>>>

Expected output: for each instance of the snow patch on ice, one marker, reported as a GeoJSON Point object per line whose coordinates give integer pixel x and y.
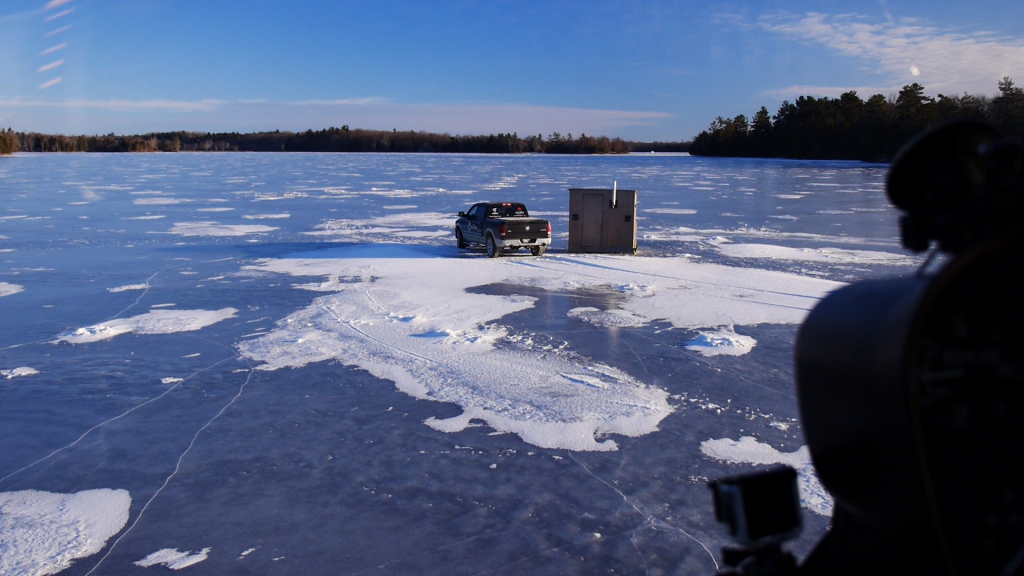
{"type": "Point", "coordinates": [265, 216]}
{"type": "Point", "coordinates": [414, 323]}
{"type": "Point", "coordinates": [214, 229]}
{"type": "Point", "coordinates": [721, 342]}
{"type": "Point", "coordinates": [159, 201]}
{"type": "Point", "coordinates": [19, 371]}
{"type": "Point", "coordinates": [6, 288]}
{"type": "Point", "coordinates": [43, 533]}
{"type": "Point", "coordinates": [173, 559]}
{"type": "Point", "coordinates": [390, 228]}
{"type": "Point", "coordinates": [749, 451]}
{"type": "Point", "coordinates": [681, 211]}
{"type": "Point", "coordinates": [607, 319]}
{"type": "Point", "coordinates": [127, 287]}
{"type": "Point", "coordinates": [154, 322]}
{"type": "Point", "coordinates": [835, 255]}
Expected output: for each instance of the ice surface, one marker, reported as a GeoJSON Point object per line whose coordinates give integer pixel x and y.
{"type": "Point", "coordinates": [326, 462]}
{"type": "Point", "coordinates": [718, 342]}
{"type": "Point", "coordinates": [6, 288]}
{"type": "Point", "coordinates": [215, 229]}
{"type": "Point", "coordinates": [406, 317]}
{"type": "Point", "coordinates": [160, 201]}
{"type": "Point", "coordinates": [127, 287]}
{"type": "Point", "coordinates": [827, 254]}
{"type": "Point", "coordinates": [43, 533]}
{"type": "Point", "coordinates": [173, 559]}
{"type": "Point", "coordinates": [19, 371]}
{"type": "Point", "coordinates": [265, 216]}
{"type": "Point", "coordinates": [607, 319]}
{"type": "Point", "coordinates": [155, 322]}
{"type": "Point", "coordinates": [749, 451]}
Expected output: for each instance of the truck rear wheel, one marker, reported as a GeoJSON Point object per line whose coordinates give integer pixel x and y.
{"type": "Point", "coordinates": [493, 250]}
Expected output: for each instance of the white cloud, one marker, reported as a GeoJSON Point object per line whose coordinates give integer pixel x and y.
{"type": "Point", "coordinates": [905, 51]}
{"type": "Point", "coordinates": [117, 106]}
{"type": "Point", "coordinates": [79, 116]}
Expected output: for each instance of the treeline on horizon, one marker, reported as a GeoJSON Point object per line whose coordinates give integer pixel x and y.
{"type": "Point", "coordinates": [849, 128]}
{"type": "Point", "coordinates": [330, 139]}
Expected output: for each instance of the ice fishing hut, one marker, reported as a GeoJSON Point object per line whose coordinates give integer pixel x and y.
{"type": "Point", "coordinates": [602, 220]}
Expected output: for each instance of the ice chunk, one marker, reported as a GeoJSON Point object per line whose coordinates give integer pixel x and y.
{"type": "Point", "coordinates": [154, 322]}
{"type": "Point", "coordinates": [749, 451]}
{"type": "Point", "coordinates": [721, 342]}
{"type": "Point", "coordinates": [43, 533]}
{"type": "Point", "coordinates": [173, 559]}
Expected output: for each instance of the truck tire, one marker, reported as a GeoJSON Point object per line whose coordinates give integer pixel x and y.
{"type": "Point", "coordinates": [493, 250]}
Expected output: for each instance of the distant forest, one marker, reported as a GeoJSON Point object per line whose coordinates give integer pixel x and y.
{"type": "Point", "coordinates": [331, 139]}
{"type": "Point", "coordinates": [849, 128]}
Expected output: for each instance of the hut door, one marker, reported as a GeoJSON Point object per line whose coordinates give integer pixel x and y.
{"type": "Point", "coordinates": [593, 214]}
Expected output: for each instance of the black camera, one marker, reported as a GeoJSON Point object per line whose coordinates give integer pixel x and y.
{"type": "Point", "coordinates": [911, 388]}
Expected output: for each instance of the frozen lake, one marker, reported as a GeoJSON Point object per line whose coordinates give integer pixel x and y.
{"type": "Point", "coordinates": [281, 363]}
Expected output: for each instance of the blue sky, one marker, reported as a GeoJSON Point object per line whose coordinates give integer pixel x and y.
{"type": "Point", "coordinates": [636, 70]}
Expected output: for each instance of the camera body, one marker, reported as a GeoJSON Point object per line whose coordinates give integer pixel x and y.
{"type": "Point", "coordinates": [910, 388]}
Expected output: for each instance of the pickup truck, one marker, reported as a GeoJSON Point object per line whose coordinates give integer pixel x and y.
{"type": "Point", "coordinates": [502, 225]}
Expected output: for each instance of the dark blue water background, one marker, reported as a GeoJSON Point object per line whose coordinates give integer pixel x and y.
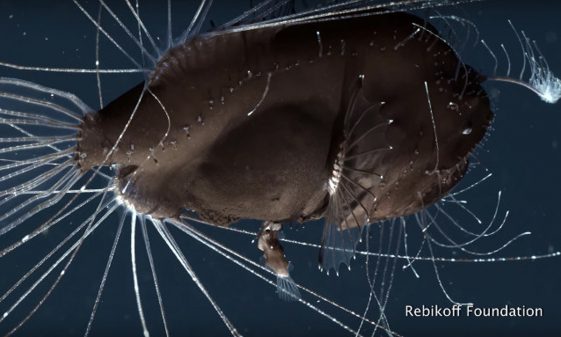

<<<

### Your assignment
Exact copy, no pictures: reproduce every record as it stands.

### Output
Expected output: for each instance of the snow patch on ice, one marker, reported as a GeoJSON Point object per line whose coordinates give integer pixel x and y.
{"type": "Point", "coordinates": [265, 216]}
{"type": "Point", "coordinates": [414, 323]}
{"type": "Point", "coordinates": [214, 229]}
{"type": "Point", "coordinates": [721, 342]}
{"type": "Point", "coordinates": [159, 201]}
{"type": "Point", "coordinates": [19, 371]}
{"type": "Point", "coordinates": [6, 288]}
{"type": "Point", "coordinates": [43, 533]}
{"type": "Point", "coordinates": [173, 559]}
{"type": "Point", "coordinates": [390, 228]}
{"type": "Point", "coordinates": [749, 451]}
{"type": "Point", "coordinates": [681, 211]}
{"type": "Point", "coordinates": [607, 319]}
{"type": "Point", "coordinates": [127, 287]}
{"type": "Point", "coordinates": [154, 322]}
{"type": "Point", "coordinates": [835, 255]}
Expected output: for each instance of the ice surface, one marker, reported as a GeoJSON Point object per line whose coordinates give integer pixel x and y.
{"type": "Point", "coordinates": [326, 462]}
{"type": "Point", "coordinates": [718, 342]}
{"type": "Point", "coordinates": [6, 288]}
{"type": "Point", "coordinates": [215, 229]}
{"type": "Point", "coordinates": [406, 317]}
{"type": "Point", "coordinates": [160, 201]}
{"type": "Point", "coordinates": [127, 287]}
{"type": "Point", "coordinates": [827, 254]}
{"type": "Point", "coordinates": [43, 533]}
{"type": "Point", "coordinates": [173, 559]}
{"type": "Point", "coordinates": [19, 371]}
{"type": "Point", "coordinates": [265, 216]}
{"type": "Point", "coordinates": [607, 319]}
{"type": "Point", "coordinates": [155, 322]}
{"type": "Point", "coordinates": [749, 451]}
Expected output: for each instance of the truck rear wheel, one marker, reported as a GeoJSON Point object per line whose coordinates give integer pixel x and y.
{"type": "Point", "coordinates": [493, 250]}
Expected output: for each instance of the white cloud, one marker, reported as a GeoJSON Point object per line whose coordinates give integer pixel x and y.
{"type": "Point", "coordinates": [905, 51]}
{"type": "Point", "coordinates": [117, 106]}
{"type": "Point", "coordinates": [79, 116]}
Expected output: for each instance of the treeline on horizon, one marker, reported as a GeoJSON Point object per line whose coordinates give integer pixel x and y.
{"type": "Point", "coordinates": [849, 128]}
{"type": "Point", "coordinates": [330, 139]}
Expected output: for each instance of the ice fishing hut, one marker, reported as a GeoJSON Point object per line whose coordinates give integer pixel x and y.
{"type": "Point", "coordinates": [602, 220]}
Expected output: for each instance of the ice chunk, one marker, reported as a GeoJSON Point object per line whose coordinates give integer pixel x and y.
{"type": "Point", "coordinates": [154, 322]}
{"type": "Point", "coordinates": [749, 451]}
{"type": "Point", "coordinates": [721, 342]}
{"type": "Point", "coordinates": [43, 533]}
{"type": "Point", "coordinates": [173, 559]}
Expected output: for each instance of the truck tire, one marker, reported as a GeoJSON Point object per line whose coordinates give integer pixel x and y.
{"type": "Point", "coordinates": [493, 250]}
Expected output: for each instance of the distant forest, one marker, reported as a GeoJSON Point object per line whose coordinates give integer pixel x and y.
{"type": "Point", "coordinates": [331, 139]}
{"type": "Point", "coordinates": [849, 128]}
Expected output: for each instance of the hut door, one marker, reported as a GeoJSON Point object per line whose coordinates give integer pixel x and y.
{"type": "Point", "coordinates": [593, 214]}
Expected output: for each instance of the black camera, one marker, reported as a GeoJSON Point object per line whose coordinates give integer pixel x and y.
{"type": "Point", "coordinates": [911, 388]}
Expected output: for each instance of the frozen lake, one marker, reported as a GeoJSON Point object per line whose coordinates give integer pixel x and y.
{"type": "Point", "coordinates": [281, 363]}
Expected output: for each instance of the blue sky, one marker, reported as a GeoJSON Point object per line whose coordinates give integer pixel x and y.
{"type": "Point", "coordinates": [636, 70]}
Expected output: for each instance of the camera body, one marker, reported as a GeoJSON Point object per line whose coordinates give integer pixel x and y.
{"type": "Point", "coordinates": [910, 388]}
Expected output: for each instance of the pickup truck, one marker, reported as a GeoJSON Point object per line whose coordinates give integer pixel x and y.
{"type": "Point", "coordinates": [502, 225]}
Expected output: for each instance of the dark blue water background, one marker, reported as a GeoJSON Point object per line whose coordinates give integer pixel x and y.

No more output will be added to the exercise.